[Quoted passage]

Abstract Dear Editor-in-Chief
In recent years, exercise has been called an ‘amazing’ medicine and a ‘miracle’ cure. Scientific research shows that regular exercise is effective in preventing and treating many common diseases, including type 2 diabetes, dementia, depression, heart disease, some cancers, and other common diseases (Fang et al., 2022). In fact, exercise in a specific dose and formula is prescribed for each patient who is diagnosed with the disease. The prescription should be very clear in terms of modality, intensity, frequency, and duration.
In this regard, the American College of Sports Medicine (ACSM) has launched the "Exercise is Medicine" project to recognize the myriad health benefits of exercise. These include reducing the incidence of a number of different cancers, lowering the risk of excessive weight gain (along with related health problems as well as diabetes), and improving cardiovascular health (as well as reducing the risk of high blood pressure in addition to heart stroke) (Ghardashi-Afousi et al., 2018).
The acute effect of exercise has been shown to lead to a transient decrease in triglyceride levels, an increase in HDL cholesterol levels, a decrease in blood pressure, a decrease in insulin resistance, and an improvement in glucose control. Regular exercise increases blood flow and oxygen to the brain which improves memory and mental function. It also increases the production of a number of hormones that stimulate the growth of brain cells (Ueno-Pardi et al., 2022).
In addition, some literature describes exercise even better than medicine. For example, a review of more than 300 randomized controlled trials found that exercise was as effective as drugs at risk for heart disease and diabetes, and more effective than post-stroke rehabilitation drugs (Naci & Ioannidis, 2013).
It has previously been suggested that vaccinating children with exercise can control the obesity epidemic in them. Recently, in the coronavirus outbreak, exercise has been referred to as a vaccine or vaccine adjuvant (Naci & Ioannidis, 2013). A recent study in the British Journal of Sports Medicine (BJSM) suggests that routine activities may protect people with COVID-19 from serious illness.

[/Quoted passage]
[Recorded data]

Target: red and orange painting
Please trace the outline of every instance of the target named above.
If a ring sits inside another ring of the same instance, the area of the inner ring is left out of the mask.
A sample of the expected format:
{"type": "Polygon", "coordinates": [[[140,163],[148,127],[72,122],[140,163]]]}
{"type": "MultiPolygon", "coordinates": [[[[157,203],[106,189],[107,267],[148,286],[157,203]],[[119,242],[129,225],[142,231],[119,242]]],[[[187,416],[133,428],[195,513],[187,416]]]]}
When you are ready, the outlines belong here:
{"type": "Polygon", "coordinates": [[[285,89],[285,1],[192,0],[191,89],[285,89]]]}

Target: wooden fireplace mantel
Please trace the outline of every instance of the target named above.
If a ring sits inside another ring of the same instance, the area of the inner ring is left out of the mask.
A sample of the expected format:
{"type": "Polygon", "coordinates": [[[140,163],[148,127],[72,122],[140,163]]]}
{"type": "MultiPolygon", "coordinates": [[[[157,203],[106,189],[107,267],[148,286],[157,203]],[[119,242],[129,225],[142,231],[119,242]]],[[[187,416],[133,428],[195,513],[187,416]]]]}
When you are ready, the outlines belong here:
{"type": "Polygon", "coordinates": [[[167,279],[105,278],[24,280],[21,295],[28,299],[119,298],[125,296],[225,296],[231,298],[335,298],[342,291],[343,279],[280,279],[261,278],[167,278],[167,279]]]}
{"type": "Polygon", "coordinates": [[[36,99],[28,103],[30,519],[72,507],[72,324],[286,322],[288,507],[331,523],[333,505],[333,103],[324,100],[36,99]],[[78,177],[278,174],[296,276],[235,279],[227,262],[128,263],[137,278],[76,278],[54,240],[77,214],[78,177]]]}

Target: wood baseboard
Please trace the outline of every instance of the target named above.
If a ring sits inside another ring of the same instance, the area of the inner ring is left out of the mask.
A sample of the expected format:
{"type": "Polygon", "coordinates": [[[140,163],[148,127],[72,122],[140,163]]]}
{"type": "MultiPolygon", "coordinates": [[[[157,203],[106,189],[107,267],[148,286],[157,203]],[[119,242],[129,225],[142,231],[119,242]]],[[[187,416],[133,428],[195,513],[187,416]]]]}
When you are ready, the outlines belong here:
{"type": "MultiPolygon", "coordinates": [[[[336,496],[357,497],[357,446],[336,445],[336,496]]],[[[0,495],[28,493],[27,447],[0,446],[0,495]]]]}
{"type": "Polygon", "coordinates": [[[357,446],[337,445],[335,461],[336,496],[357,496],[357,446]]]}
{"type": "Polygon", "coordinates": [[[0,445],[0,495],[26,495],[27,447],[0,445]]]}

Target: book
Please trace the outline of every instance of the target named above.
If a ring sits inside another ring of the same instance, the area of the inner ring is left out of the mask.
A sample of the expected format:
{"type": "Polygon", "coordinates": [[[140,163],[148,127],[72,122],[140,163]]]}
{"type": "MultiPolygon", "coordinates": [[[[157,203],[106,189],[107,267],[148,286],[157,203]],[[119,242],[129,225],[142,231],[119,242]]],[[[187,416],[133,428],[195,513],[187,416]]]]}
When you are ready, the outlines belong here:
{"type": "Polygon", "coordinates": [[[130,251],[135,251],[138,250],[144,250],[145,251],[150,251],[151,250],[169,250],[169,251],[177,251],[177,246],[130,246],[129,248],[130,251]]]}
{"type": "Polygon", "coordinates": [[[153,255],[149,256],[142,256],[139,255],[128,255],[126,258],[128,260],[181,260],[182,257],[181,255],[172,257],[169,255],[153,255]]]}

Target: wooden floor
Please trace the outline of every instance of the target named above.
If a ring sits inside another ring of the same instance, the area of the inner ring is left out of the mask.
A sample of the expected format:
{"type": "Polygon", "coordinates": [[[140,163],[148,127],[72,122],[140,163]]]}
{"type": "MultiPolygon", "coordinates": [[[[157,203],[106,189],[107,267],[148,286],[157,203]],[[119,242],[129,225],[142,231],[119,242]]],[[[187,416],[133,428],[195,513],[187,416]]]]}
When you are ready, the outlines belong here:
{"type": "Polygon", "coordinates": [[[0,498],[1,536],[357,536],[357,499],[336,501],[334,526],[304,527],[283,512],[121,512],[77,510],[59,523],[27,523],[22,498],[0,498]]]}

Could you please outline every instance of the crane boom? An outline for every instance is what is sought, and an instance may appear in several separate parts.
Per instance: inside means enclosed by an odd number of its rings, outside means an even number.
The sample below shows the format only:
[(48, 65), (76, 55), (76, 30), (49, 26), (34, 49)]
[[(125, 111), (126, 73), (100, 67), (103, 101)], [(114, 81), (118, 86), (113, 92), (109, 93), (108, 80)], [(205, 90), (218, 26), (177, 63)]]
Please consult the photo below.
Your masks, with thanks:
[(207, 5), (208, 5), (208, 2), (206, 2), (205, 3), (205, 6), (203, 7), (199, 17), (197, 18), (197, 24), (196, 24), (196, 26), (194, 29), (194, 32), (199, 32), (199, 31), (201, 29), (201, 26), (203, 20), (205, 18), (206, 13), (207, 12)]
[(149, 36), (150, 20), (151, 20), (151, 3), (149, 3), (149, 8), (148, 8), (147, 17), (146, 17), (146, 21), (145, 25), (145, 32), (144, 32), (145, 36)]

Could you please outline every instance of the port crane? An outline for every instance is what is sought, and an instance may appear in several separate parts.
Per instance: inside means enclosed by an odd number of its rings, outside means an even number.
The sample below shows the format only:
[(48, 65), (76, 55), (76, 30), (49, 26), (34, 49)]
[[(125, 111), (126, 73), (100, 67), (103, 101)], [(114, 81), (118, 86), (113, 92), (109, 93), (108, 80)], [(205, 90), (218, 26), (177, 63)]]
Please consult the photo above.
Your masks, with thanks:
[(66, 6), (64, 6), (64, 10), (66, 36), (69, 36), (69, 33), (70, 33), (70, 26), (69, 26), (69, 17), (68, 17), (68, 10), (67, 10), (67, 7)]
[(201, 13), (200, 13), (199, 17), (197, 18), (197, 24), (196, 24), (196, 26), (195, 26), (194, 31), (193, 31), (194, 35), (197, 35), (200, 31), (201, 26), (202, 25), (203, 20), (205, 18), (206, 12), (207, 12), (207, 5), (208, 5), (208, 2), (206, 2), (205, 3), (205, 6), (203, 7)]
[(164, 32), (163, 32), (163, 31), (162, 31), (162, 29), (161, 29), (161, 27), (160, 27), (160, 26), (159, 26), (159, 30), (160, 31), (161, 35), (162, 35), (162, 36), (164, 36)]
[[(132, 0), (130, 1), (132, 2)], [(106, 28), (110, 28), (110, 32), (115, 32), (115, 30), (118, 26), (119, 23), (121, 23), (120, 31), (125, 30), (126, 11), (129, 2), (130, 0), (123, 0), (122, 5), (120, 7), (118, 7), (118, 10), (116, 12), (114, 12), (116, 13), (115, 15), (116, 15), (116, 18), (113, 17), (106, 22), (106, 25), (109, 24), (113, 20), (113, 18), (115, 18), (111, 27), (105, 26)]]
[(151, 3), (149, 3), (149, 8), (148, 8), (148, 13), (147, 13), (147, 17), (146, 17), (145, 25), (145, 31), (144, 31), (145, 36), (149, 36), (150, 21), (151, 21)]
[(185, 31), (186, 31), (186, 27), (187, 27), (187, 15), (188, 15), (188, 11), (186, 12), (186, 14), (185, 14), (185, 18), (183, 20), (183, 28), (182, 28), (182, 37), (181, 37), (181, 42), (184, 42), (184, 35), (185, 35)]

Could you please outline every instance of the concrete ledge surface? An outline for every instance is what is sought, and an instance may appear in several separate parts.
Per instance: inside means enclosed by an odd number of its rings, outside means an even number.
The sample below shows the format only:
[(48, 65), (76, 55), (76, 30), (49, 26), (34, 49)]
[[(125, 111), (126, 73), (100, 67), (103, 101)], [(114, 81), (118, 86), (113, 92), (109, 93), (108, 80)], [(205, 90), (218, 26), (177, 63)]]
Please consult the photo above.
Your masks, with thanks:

[/Recorded data]

** Problem set **
#1 Please explain, in one to three sentences, why the letter on exercise as medicine says regular exercise improves memory and mental function.
#2 Carry on the letter on exercise as medicine from the point where it stops.
These records are separate material, apart from the letter on exercise as medicine.

** Task-by-task answers **
#1 Regular exercise increases blood flow and oxygen to the brain, and this improves memory and mental function.

#2
Evidence suggests that exercise and obesity are involved in the pathogenesis of COVID-19 disease and vaccine efficacy. Regular exercise has been shown to exert immune regulatory effects, control viral gateway, modulate inflammation, stimulate NO production pathways, and control oxidative stress. Adaptation to ordinary exercise seems to affect immune function, particularly innate and adaptive immunity, and ameliorate humoral immunity with enhanced vaccination responses. Exercise may at least partially reduce the detrimental effect of SARS-CoV-2 binding to the ECA2 receptor. Exercise training can activate anti-inflammatory signaling pathways (Shirvani & Rostamkhani, 2020). Today, COVID-19 vaccination has shown that individuals who exercise continuously and regularly may develop higher antibody titers to the SARS-CoV-2 strain contained in the vaccine compared to individuals who do not exercise (Hallam et al., 2022).
On the other hand, understanding how obesity and adiposity affect immunity and more specifically the production and function of antibodies is of great importance (Malavazos et al., 2020). Numerous studies have shown the effect of obesity on antibody properties. For example, adaptive immune responses to influenza virus are impaired during obesity, innate and adaptive immune responses to influenza are delayed in obese patients, and obesity was suggested to decline influenza antibody titers following influenza vaccination and reduce vaccine efficacy with poor vaccine immunization. In the same manner, lower COVID-19 mRNA vaccine-induced antibody titers have been related to central obesity and severe acute respiratory syndrome (Ghanemi et al., 2021).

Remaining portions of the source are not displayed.